Sanjay K. Agrawal, J.

1. This criminal appeal under Section 21(4) of the

National Investigation Agency Act, 2008 is directed

against the order dated 14.1.2022 passed by the

Special Judge (NIA Act), Kanker, District­Uttar Bastar

Kanker in Bail Application No.17/2022 by which the

appellant's application under Section 439 of the CrPC

seeking bail for offences under Sections

10,13,17,38(1)(a)(2) & 40 of the Unlawful Activities

Prevention Act, 1967 (hereinafter called as 'UAPA'),

Section 8(2)(3)(5) of the Chhattisgarh Vishesh Jan

Surksha Adhiniyam, 2005 (hereinafter called as 'Act of

2005') and Sections 120B, 201 and 149/34 of the IPC

has been rejected finding no merit.

-- Records --
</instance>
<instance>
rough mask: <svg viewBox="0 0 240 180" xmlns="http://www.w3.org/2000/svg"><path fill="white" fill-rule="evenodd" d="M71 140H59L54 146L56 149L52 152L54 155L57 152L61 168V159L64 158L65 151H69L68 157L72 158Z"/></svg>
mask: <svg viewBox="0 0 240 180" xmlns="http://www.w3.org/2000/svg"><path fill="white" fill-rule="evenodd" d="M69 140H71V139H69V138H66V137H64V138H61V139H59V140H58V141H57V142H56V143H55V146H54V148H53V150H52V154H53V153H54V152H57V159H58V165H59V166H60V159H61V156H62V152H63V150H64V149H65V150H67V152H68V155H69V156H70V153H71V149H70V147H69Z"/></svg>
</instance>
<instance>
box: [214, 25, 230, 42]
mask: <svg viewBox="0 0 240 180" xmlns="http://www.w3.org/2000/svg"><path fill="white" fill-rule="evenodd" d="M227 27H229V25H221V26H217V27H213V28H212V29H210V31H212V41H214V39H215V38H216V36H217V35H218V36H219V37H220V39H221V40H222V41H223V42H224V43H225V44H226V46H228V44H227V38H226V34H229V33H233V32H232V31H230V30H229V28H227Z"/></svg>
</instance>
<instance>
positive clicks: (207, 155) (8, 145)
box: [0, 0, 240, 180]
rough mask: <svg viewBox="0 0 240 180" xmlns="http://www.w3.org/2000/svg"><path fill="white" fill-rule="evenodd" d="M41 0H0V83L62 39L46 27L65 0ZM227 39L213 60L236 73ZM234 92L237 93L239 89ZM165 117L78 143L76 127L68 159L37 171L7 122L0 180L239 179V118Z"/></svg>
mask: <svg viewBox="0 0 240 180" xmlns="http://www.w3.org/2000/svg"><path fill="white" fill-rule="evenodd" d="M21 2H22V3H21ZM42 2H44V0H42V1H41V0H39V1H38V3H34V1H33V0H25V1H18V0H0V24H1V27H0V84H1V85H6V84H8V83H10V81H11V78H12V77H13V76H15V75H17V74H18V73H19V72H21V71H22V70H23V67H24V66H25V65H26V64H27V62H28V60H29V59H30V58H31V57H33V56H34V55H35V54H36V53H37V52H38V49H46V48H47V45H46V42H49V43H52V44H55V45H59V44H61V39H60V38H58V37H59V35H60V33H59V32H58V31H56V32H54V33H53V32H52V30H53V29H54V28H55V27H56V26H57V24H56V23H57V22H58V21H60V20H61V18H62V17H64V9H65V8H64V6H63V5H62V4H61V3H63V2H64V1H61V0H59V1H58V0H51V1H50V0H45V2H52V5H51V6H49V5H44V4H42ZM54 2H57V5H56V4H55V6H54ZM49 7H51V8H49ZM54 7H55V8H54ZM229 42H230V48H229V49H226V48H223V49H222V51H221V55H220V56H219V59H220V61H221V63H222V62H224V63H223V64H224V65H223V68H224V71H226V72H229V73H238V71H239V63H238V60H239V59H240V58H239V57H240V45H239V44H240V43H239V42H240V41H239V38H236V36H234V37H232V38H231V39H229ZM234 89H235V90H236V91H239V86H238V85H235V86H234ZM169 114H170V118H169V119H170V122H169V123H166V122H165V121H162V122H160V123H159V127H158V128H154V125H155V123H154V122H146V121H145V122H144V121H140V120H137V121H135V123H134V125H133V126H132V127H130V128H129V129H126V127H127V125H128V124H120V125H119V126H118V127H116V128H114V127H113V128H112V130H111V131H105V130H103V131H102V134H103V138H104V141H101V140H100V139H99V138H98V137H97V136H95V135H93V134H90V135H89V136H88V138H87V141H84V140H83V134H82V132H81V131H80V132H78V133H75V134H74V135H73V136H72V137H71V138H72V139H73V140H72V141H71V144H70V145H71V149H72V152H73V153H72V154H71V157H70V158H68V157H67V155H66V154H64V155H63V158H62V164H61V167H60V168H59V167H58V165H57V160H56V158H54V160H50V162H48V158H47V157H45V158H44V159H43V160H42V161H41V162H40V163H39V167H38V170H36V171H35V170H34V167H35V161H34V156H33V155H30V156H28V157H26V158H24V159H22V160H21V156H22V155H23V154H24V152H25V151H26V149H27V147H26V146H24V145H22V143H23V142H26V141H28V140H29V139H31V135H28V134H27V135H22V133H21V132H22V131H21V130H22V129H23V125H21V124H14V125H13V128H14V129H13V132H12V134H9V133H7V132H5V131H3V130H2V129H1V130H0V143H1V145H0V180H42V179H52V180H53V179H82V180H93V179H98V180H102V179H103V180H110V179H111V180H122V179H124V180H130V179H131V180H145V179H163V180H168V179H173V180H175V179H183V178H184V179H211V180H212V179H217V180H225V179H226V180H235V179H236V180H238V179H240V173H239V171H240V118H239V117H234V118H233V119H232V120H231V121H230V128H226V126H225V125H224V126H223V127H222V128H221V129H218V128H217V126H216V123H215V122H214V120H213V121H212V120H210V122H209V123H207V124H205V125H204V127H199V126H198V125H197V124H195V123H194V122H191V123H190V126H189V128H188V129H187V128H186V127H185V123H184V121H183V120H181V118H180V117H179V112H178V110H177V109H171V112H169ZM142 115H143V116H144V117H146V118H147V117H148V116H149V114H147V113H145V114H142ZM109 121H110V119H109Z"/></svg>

-- Questions --
1. Decide whether each of the statements below agrees with the judgment excerpt. Answer yes or no for each, and quote the deciding words of the judgment excerpt exactly.
(a) The appeal is brought under Section 21(4) of the National Investigation Agency Act, 2008.
(b) The order under challenge was passed by the Special Judge (NIA Act) at Raipur.
(c) The appellant's bail application was allowed in part.
2. Update the judgment excerpt by writing out again the part that opens with the words containing "10,13,17,38(1)(a)(2) & 40" and closes with "finding no merit.", putting "dismissed" in place of "rejected".

-- Activity answers --
1.
(a) Yes: "This criminal appeal under Section 21(4) of the National Investigation Agency Act, 2008"
(b) No: "passed by the Special Judge (NIA Act), Kanker"
(c) No: "has been rejected finding no merit."

2.
10,13,17,38(1)(a)(2) & 40 of the Unlawful Activities

Prevention Act, 1967 (hereinafter called as 'UAPA'),

Section 8(2)(3)(5) of the Chhattisgarh Vishesh Jan

Surksha Adhiniyam, 2005 (hereinafter called as 'Act of

2005') and Sections 120B, 201 and 149/34 of the IPC

has been dismissed finding no merit.